++++ Source material
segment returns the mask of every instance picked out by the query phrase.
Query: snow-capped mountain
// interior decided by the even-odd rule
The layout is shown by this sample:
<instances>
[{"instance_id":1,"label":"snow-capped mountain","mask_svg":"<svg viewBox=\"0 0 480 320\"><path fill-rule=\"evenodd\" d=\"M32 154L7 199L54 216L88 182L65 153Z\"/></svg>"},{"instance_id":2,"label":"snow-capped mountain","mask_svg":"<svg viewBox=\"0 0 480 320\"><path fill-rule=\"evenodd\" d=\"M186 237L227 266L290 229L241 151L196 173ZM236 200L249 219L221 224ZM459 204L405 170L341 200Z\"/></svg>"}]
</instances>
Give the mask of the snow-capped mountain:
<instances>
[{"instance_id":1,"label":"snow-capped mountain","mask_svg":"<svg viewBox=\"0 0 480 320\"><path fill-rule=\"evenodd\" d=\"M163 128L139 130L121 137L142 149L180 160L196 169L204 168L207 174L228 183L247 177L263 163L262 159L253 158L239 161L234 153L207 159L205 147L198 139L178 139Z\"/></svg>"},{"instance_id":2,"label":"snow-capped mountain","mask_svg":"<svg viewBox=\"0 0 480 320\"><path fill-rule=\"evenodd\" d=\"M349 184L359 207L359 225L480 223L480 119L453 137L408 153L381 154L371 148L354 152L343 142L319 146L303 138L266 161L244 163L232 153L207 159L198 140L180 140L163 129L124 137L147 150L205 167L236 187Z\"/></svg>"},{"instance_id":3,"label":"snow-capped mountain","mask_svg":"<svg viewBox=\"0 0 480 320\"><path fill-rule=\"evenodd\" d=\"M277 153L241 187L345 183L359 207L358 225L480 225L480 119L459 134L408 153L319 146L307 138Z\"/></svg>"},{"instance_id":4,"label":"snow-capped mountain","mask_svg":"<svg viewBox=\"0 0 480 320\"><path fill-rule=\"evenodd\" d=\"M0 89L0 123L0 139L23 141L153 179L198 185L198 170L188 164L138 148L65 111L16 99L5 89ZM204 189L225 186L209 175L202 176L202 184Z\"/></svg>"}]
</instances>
++++++++
The complete data above is to be written out again as it stands.

segment returns the mask of every instance picked out by the query phrase.
Query: snow-capped mountain
// interior decided by the even-odd rule
The layout is shown by this sample:
<instances>
[{"instance_id":1,"label":"snow-capped mountain","mask_svg":"<svg viewBox=\"0 0 480 320\"><path fill-rule=\"evenodd\" d=\"M32 154L7 199L54 216L88 182L65 153Z\"/></svg>"},{"instance_id":2,"label":"snow-capped mountain","mask_svg":"<svg viewBox=\"0 0 480 320\"><path fill-rule=\"evenodd\" d=\"M186 237L227 266L290 229L241 151L196 173ZM236 200L249 219L221 224ZM459 204L405 170L341 200Z\"/></svg>"}]
</instances>
Give the mask of the snow-capped mountain:
<instances>
[{"instance_id":1,"label":"snow-capped mountain","mask_svg":"<svg viewBox=\"0 0 480 320\"><path fill-rule=\"evenodd\" d=\"M163 128L139 130L121 137L142 149L180 160L196 169L204 168L207 174L228 183L247 177L263 163L262 159L253 158L239 161L234 153L207 159L205 147L198 139L178 139Z\"/></svg>"},{"instance_id":2,"label":"snow-capped mountain","mask_svg":"<svg viewBox=\"0 0 480 320\"><path fill-rule=\"evenodd\" d=\"M349 184L359 207L359 225L480 223L480 119L453 137L408 153L381 154L371 148L354 152L343 142L319 146L303 138L266 161L244 163L232 153L207 159L198 140L180 140L163 129L124 137L147 150L205 167L236 187Z\"/></svg>"},{"instance_id":3,"label":"snow-capped mountain","mask_svg":"<svg viewBox=\"0 0 480 320\"><path fill-rule=\"evenodd\" d=\"M277 153L241 187L345 183L359 207L358 225L480 225L480 119L459 134L408 153L319 146L307 138Z\"/></svg>"},{"instance_id":4,"label":"snow-capped mountain","mask_svg":"<svg viewBox=\"0 0 480 320\"><path fill-rule=\"evenodd\" d=\"M0 89L0 123L0 139L23 141L153 179L198 185L198 170L188 164L138 148L65 111L16 99L5 89ZM204 189L225 186L209 175L202 176L202 184Z\"/></svg>"}]
</instances>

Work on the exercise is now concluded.